- [PROMPT]: Repeat the records below word for word.

[Stored items]
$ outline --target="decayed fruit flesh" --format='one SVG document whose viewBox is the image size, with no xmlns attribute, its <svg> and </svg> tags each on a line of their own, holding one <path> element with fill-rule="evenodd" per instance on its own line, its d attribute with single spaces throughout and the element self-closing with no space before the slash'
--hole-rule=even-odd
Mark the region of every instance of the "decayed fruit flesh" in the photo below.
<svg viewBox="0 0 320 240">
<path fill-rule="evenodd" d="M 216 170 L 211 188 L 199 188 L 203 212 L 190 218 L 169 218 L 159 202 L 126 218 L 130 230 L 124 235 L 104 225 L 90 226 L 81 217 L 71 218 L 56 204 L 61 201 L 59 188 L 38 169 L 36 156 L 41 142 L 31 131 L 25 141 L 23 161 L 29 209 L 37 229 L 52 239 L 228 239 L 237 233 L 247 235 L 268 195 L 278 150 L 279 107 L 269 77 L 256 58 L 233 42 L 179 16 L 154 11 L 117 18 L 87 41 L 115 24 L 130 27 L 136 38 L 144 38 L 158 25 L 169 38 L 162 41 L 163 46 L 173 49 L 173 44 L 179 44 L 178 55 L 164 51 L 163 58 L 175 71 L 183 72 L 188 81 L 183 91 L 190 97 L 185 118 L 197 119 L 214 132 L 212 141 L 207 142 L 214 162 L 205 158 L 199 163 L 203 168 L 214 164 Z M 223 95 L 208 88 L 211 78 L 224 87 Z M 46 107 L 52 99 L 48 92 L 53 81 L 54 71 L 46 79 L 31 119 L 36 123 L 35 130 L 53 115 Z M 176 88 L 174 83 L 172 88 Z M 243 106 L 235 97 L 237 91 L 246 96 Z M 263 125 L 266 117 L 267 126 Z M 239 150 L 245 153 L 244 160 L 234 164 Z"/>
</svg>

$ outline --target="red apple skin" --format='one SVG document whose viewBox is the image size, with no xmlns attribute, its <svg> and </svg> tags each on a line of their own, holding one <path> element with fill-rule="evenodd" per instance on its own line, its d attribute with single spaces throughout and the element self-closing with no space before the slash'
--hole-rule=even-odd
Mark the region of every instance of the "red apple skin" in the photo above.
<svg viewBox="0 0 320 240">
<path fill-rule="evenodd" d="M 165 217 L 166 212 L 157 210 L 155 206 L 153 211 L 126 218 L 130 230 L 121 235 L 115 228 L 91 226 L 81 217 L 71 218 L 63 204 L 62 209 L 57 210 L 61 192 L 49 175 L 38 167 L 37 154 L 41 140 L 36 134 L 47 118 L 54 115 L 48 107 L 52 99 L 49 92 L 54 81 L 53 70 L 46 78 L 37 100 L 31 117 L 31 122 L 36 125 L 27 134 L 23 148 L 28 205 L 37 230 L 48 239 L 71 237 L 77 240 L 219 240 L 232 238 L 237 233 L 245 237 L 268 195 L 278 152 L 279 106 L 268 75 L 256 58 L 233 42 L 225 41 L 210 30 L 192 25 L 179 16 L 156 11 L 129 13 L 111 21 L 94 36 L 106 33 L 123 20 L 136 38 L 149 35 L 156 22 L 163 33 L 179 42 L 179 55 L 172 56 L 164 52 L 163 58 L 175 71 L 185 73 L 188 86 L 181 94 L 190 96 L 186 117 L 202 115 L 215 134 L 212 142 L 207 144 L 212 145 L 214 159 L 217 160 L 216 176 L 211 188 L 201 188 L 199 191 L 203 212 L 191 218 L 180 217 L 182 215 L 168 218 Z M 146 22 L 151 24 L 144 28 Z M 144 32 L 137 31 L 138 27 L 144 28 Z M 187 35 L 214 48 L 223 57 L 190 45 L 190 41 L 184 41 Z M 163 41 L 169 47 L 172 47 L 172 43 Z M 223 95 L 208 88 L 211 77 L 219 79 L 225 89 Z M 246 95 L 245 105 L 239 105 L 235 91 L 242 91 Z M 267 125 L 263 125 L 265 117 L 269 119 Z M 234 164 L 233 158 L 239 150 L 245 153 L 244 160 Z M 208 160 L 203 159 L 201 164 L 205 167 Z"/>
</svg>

- [SOLUTION FOR THIS EXERCISE]:
$ outline --target="decayed fruit flesh" --format='one SVG document whose viewBox is the image size, with no xmlns attribute, its <svg> and </svg> tags each on a line of their own, holding one <path> element with fill-rule="evenodd" per instance on its own line, its d attribute with single spaces throughout and the element self-closing with no space before the slash'
--hole-rule=even-odd
Mark the region of every instance of the "decayed fruit flesh" in the photo below.
<svg viewBox="0 0 320 240">
<path fill-rule="evenodd" d="M 216 170 L 211 188 L 199 188 L 203 212 L 190 218 L 169 218 L 159 202 L 126 218 L 130 230 L 124 235 L 104 225 L 90 226 L 81 217 L 71 218 L 56 204 L 61 201 L 59 188 L 38 169 L 36 156 L 41 142 L 31 131 L 25 141 L 23 161 L 29 209 L 37 229 L 52 239 L 228 239 L 237 233 L 247 235 L 268 195 L 278 150 L 279 107 L 269 77 L 256 58 L 233 42 L 179 16 L 154 11 L 117 18 L 87 41 L 115 24 L 130 27 L 136 38 L 144 38 L 158 25 L 169 38 L 162 41 L 163 46 L 173 49 L 173 44 L 179 44 L 178 55 L 164 51 L 163 58 L 175 71 L 183 72 L 188 81 L 183 91 L 190 97 L 185 118 L 197 119 L 214 132 L 212 141 L 207 142 L 214 162 L 205 158 L 199 163 L 203 168 L 214 164 Z M 223 95 L 208 88 L 211 78 L 224 87 Z M 46 107 L 52 99 L 48 92 L 53 81 L 54 71 L 46 79 L 31 119 L 36 123 L 35 130 L 53 115 Z M 176 88 L 174 83 L 172 88 Z M 243 106 L 235 97 L 237 91 L 246 96 Z M 263 125 L 266 117 L 267 126 Z M 239 150 L 245 153 L 244 160 L 234 164 Z"/>
</svg>

$ outline --target="red apple skin" --format='one SVG document whose viewBox is the image size, with no xmlns attribute, its <svg> and </svg> tags each on a line of their own, holding one <path> element with fill-rule="evenodd" per instance on its own line, its d attribute with single spaces throughout and the element self-closing with no space before the slash'
--hole-rule=even-odd
Mark the region of every instance of the "red apple skin" in the photo above.
<svg viewBox="0 0 320 240">
<path fill-rule="evenodd" d="M 165 217 L 166 212 L 157 210 L 155 206 L 153 211 L 126 218 L 130 230 L 121 235 L 115 228 L 91 226 L 81 217 L 71 218 L 63 204 L 62 209 L 57 210 L 61 192 L 49 175 L 38 167 L 37 154 L 41 140 L 36 134 L 47 118 L 54 115 L 48 107 L 52 99 L 49 92 L 54 81 L 53 70 L 46 78 L 37 100 L 31 117 L 31 122 L 36 125 L 27 134 L 23 148 L 28 205 L 37 230 L 48 239 L 71 237 L 77 240 L 219 240 L 232 238 L 237 233 L 245 237 L 268 195 L 278 152 L 279 106 L 268 75 L 256 58 L 233 42 L 225 41 L 210 30 L 192 25 L 179 16 L 156 11 L 129 13 L 111 21 L 94 36 L 106 33 L 123 20 L 136 38 L 149 35 L 156 22 L 163 33 L 179 42 L 179 55 L 172 56 L 164 52 L 163 58 L 175 71 L 185 73 L 188 86 L 181 94 L 190 96 L 186 117 L 202 115 L 215 134 L 212 142 L 207 144 L 212 145 L 214 159 L 217 160 L 216 176 L 211 188 L 201 188 L 199 191 L 203 212 L 191 218 L 180 217 L 182 215 L 168 218 Z M 146 22 L 151 24 L 144 28 Z M 144 32 L 137 31 L 138 27 L 144 28 Z M 187 35 L 214 48 L 223 57 L 190 45 L 190 41 L 184 41 Z M 163 41 L 169 47 L 172 47 L 172 43 Z M 223 95 L 208 88 L 211 77 L 219 79 L 225 89 Z M 246 95 L 245 105 L 239 105 L 235 91 L 242 91 Z M 267 125 L 263 125 L 265 117 L 269 119 Z M 234 164 L 233 158 L 239 150 L 245 153 L 244 160 Z M 208 160 L 203 159 L 201 164 L 205 167 Z"/>
</svg>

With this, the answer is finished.